'''

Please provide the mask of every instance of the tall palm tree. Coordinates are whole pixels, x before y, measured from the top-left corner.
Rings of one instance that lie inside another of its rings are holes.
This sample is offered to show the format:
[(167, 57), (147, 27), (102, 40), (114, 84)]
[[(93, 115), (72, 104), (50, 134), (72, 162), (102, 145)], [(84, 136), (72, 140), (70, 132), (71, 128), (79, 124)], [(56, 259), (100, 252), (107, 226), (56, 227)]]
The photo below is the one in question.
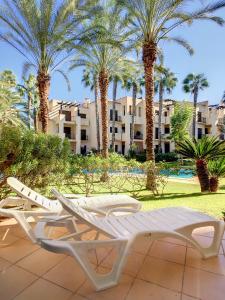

'''

*Your objective*: Each line of the data that includes "instance" should be copied.

*Exercise response*:
Please provide the mask of every instance of the tall palm tree. Coordinates are whole pixels, x before y, measured from the top-left corner.
Rings of one instance that lie inside another of its rings are holes.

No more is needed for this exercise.